▶ [Dataset]

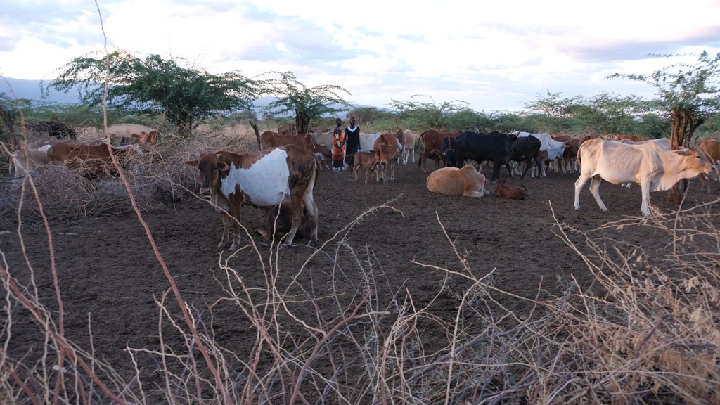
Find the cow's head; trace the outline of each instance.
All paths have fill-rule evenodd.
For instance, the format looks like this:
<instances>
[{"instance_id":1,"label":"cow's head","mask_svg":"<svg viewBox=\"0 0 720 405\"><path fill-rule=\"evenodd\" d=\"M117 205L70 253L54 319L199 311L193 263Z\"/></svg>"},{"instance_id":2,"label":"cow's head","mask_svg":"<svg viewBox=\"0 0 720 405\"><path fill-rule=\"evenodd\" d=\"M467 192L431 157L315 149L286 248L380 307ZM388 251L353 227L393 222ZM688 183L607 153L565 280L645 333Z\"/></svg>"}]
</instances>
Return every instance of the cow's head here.
<instances>
[{"instance_id":1,"label":"cow's head","mask_svg":"<svg viewBox=\"0 0 720 405\"><path fill-rule=\"evenodd\" d=\"M227 172L230 166L220 160L221 153L201 153L197 160L185 162L188 166L197 167L199 171L201 195L210 195L220 184L220 172Z\"/></svg>"},{"instance_id":2,"label":"cow's head","mask_svg":"<svg viewBox=\"0 0 720 405\"><path fill-rule=\"evenodd\" d=\"M708 159L708 156L695 146L680 148L677 151L672 151L672 152L683 156L688 165L688 169L698 173L710 173L714 169L714 165Z\"/></svg>"}]
</instances>

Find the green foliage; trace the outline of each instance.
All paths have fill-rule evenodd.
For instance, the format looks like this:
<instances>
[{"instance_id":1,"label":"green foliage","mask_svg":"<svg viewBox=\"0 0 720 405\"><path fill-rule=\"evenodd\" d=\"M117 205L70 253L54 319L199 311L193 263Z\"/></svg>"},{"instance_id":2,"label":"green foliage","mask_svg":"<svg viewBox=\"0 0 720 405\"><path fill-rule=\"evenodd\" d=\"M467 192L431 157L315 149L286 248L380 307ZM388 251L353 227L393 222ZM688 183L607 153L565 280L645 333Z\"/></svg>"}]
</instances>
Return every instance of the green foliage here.
<instances>
[{"instance_id":1,"label":"green foliage","mask_svg":"<svg viewBox=\"0 0 720 405\"><path fill-rule=\"evenodd\" d=\"M350 92L340 86L323 84L307 87L300 83L292 72L271 72L280 75L279 79L267 81L266 92L275 97L265 112L282 115L288 112L295 115L297 133L307 133L310 123L318 121L323 115L343 111L343 107L350 104L341 97L340 93L350 95Z\"/></svg>"},{"instance_id":2,"label":"green foliage","mask_svg":"<svg viewBox=\"0 0 720 405\"><path fill-rule=\"evenodd\" d=\"M454 100L436 104L429 96L415 94L410 98L426 97L429 102L414 101L392 100L390 108L397 117L397 120L414 125L416 128L447 130L452 123L451 117L459 112L467 110L467 102Z\"/></svg>"},{"instance_id":3,"label":"green foliage","mask_svg":"<svg viewBox=\"0 0 720 405\"><path fill-rule=\"evenodd\" d=\"M608 77L629 79L655 88L658 98L647 108L670 119L673 148L688 144L698 127L720 112L720 53L712 57L703 52L696 63L674 63L650 75L615 74Z\"/></svg>"},{"instance_id":4,"label":"green foliage","mask_svg":"<svg viewBox=\"0 0 720 405\"><path fill-rule=\"evenodd\" d=\"M47 89L67 92L79 86L81 102L99 106L107 82L109 108L143 115L162 114L183 135L217 114L251 108L261 85L237 71L212 74L183 58L150 55L140 59L120 50L98 58L76 58L60 70Z\"/></svg>"}]
</instances>

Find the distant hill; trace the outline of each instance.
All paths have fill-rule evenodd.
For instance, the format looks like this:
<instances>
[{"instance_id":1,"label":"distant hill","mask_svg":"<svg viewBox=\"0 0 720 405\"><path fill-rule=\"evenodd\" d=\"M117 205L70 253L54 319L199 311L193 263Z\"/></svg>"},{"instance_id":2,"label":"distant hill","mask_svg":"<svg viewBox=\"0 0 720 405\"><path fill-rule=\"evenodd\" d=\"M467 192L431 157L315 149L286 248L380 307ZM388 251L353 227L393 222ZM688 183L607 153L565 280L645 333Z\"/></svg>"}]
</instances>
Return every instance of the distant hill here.
<instances>
[{"instance_id":1,"label":"distant hill","mask_svg":"<svg viewBox=\"0 0 720 405\"><path fill-rule=\"evenodd\" d=\"M19 99L27 99L36 102L45 101L45 102L71 104L78 103L77 91L71 91L67 94L50 90L48 97L42 100L42 91L40 89L40 80L23 80L22 79L11 79L9 77L0 77L0 92L5 93L11 97ZM49 82L45 82L47 86Z\"/></svg>"}]
</instances>

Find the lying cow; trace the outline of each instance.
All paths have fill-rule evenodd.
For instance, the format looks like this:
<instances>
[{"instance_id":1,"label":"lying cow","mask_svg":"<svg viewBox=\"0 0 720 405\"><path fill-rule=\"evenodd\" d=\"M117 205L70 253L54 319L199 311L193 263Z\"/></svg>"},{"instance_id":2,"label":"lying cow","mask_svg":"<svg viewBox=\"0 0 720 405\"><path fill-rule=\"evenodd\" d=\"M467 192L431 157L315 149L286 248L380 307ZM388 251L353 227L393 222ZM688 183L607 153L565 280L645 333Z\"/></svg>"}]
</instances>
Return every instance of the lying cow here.
<instances>
[{"instance_id":1,"label":"lying cow","mask_svg":"<svg viewBox=\"0 0 720 405\"><path fill-rule=\"evenodd\" d=\"M528 189L523 184L511 186L507 184L505 179L498 179L495 195L507 200L525 200L528 195Z\"/></svg>"},{"instance_id":2,"label":"lying cow","mask_svg":"<svg viewBox=\"0 0 720 405\"><path fill-rule=\"evenodd\" d=\"M28 172L48 163L48 150L52 145L45 145L37 149L27 148L15 151L11 155L10 174L12 166L15 167L15 174L25 175Z\"/></svg>"},{"instance_id":3,"label":"lying cow","mask_svg":"<svg viewBox=\"0 0 720 405\"><path fill-rule=\"evenodd\" d=\"M200 194L209 196L222 214L222 237L218 247L226 246L231 228L230 250L239 247L243 205L273 207L285 200L289 200L292 218L285 244L292 244L306 211L315 224L310 243L318 241L318 205L312 190L320 168L315 155L305 148L286 145L247 153L219 151L202 153L197 160L185 164L198 169Z\"/></svg>"},{"instance_id":4,"label":"lying cow","mask_svg":"<svg viewBox=\"0 0 720 405\"><path fill-rule=\"evenodd\" d=\"M580 146L577 164L580 176L575 182L576 210L580 209L580 190L592 179L590 192L600 209L608 210L600 198L600 183L605 179L614 184L639 183L642 189L640 210L646 216L651 215L651 192L669 190L683 179L710 173L713 168L705 153L695 147L668 151L657 142L628 145L600 138Z\"/></svg>"},{"instance_id":5,"label":"lying cow","mask_svg":"<svg viewBox=\"0 0 720 405\"><path fill-rule=\"evenodd\" d=\"M113 176L116 173L111 151L116 159L127 156L128 152L143 154L143 151L135 145L109 147L107 143L84 145L58 142L48 150L48 161L63 162L70 169L84 171L86 174Z\"/></svg>"},{"instance_id":6,"label":"lying cow","mask_svg":"<svg viewBox=\"0 0 720 405\"><path fill-rule=\"evenodd\" d=\"M377 179L375 181L379 182L380 180L380 172L379 171L376 171L375 167L379 164L380 154L379 152L374 151L369 152L358 151L355 152L353 164L353 175L355 176L355 181L358 180L358 170L364 167L365 182L366 183L370 179L373 172L376 172Z\"/></svg>"},{"instance_id":7,"label":"lying cow","mask_svg":"<svg viewBox=\"0 0 720 405\"><path fill-rule=\"evenodd\" d=\"M290 200L285 200L279 205L267 210L265 225L256 229L265 240L279 240L292 229L292 210ZM302 210L302 220L295 233L297 238L310 238L315 228L307 210Z\"/></svg>"},{"instance_id":8,"label":"lying cow","mask_svg":"<svg viewBox=\"0 0 720 405\"><path fill-rule=\"evenodd\" d=\"M483 197L490 195L485 190L485 177L472 164L462 169L448 166L433 172L426 181L428 190L448 195Z\"/></svg>"}]
</instances>

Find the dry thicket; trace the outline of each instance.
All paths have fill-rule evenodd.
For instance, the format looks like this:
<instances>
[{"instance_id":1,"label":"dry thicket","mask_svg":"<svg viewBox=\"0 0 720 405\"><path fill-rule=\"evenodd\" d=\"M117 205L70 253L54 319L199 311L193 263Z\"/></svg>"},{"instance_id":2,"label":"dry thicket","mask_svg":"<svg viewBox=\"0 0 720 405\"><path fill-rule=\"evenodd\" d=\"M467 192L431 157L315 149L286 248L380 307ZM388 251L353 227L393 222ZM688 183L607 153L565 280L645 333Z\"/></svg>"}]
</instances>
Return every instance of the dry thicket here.
<instances>
[{"instance_id":1,"label":"dry thicket","mask_svg":"<svg viewBox=\"0 0 720 405\"><path fill-rule=\"evenodd\" d=\"M184 187L193 184L181 166L191 153L197 153L197 145L176 141L125 163L125 175L140 210L182 197L188 192ZM216 146L246 143L230 146L248 150L253 148L253 141L218 139ZM14 180L5 186L0 202L9 208L4 217L19 208L21 217L23 212L37 211L35 190L40 200L57 202L45 206L51 221L132 208L118 179L91 181L62 166L49 165L32 180ZM448 280L462 277L472 285L463 291L449 285L438 288L437 296L456 298L451 321L435 313L432 303L416 306L405 290L393 292L389 301L381 298L387 296L379 293L384 288L383 263L347 236L366 215L384 210L397 208L392 202L370 208L318 247L315 255L328 255L337 264L328 270L327 278L314 273L300 277L312 272L307 265L312 256L300 269L278 268L279 244L273 245L269 255L253 243L241 248L254 252L263 264L263 288L249 288L227 261L218 264L225 295L215 305L234 307L251 326L248 336L254 339L254 348L246 357L216 343L204 320L207 316L200 316L203 311L212 313L212 308L171 305L180 299L173 296L179 294L176 289L158 297L161 344L130 348L128 361L138 364L139 357L154 358L158 370L153 375L161 377L160 385L145 380L148 370L137 369L134 377L121 377L94 355L92 347L67 341L61 319L41 303L35 281L19 285L7 264L0 262L4 297L0 342L6 348L14 323L30 317L48 343L40 360L32 362L0 351L0 402L720 401L720 232L716 215L706 207L606 226L662 233L667 244L660 251L646 252L643 246L598 237L606 227L581 231L557 223L557 237L582 258L604 293L590 293L572 280L558 280L564 286L562 296L541 301L520 298L534 306L531 315L523 319L500 303L499 298L508 293L494 284L492 272L472 275L458 253L461 270L436 267ZM449 237L441 243L454 248ZM344 269L361 272L363 282L351 281ZM275 282L279 275L288 272L294 275L292 282ZM336 308L332 313L320 309L327 308L328 302ZM178 321L179 313L184 323ZM475 320L472 326L466 324L469 317ZM168 328L184 337L184 352L162 344ZM444 339L423 339L431 328L443 331ZM54 368L48 366L53 364Z\"/></svg>"}]
</instances>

▶ [Task to complete]
Pick out every line of the records above that contains the word "Return", matching case exactly.

▶ [Answer]
Return every instance of the cow's head here.
Return every instance of the green foliage here.
Return every instance of the distant hill here.
Return every instance of the lying cow here.
Return every instance of the dry thicket here.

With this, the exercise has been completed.